# start of PAGE EXTRACT
For the reasons provided below, the Court grants Defendants' Motion to Strike [27]. The Court also grants in part and denies in part Defendants' Motion for Judgment on the Pleadings [14].
This is an employment discrimination and retaliation case. Plaintiffs are former public defenders in the Circuit Court of Adams County. They claim that Defendants - Adam County and individual members of its Board of Supervisors -paid them less than similarly-situated white and male public defenders. They also claim that Defendants altered the manner in which the county provided public defenders in order to eliminate them from the job. Defendants filed a Motion for Judgment on the Pleadings [14] and a Motion to Strike [27]. Both motions are ripe.
Defendants filed their Motion for Judgment on the Pleadings [14] on December 13, 2021. Plaintiffs sought and received numerous extensions of time to respond to the motion. Ultimately, they missed their deadline and filed a motion [24] seeking leave to file the response out of time. The Court granted the motion, but Plaintiffs never filed the response. Nevertheless, the Court will deem the response filed, as Plaintiffs attached a copy of it to their motion seeking leave to file it out of time. See Attachments to Motion for Leave to File [24-1, 24-2, 24-3].
Defendants filed a Motion to Strike [27] one of the exhibits to Plaintiffs' response to Defendants' Motion for Judgment on the Pleadings [14]. Specifically, Plaintiffs attached a copy of a notice of claim dated December 15, 2020, addressed to the Adams County Chancery Clerk. Exhibit to Motion for Leave to File [24-2]. Defendants argue that the Court may not consider the exhibit when addressing the pending Motion for Judgment on the Pleadings [14]. Plaintiffs did not respond to the Motion to Strike [27].
# end of PAGE EXTRACT
# start of RECORD EXTRACTS
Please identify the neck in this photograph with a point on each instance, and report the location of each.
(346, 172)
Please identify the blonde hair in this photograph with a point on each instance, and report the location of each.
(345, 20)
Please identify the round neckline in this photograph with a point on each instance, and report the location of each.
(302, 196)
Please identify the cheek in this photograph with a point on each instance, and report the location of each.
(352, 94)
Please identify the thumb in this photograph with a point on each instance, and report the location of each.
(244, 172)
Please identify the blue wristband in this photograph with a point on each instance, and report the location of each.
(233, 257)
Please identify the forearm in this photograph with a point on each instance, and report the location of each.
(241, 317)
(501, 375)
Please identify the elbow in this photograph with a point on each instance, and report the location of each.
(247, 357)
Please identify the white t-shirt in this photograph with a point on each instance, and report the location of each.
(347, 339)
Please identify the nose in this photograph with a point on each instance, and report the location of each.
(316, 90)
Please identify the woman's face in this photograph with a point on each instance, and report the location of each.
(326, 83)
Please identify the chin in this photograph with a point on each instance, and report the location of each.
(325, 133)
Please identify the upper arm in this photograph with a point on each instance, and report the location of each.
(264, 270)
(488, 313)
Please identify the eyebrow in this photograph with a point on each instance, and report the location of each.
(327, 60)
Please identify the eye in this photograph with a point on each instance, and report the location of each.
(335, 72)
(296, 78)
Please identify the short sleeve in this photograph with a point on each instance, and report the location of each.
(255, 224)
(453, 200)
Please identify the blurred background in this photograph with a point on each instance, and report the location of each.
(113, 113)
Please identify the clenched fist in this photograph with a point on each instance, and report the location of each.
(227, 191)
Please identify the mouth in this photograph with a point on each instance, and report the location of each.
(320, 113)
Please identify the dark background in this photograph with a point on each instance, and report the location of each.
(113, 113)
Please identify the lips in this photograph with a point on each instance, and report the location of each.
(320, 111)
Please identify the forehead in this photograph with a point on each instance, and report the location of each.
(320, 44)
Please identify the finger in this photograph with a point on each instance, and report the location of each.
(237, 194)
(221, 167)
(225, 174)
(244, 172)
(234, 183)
# end of RECORD EXTRACTS
## GIVEN PROBLEM
Please state the date on which the court ruling says Defendants filed their Motion for Judgment on the Pleadings.

## SOLUTION
December 13, 2021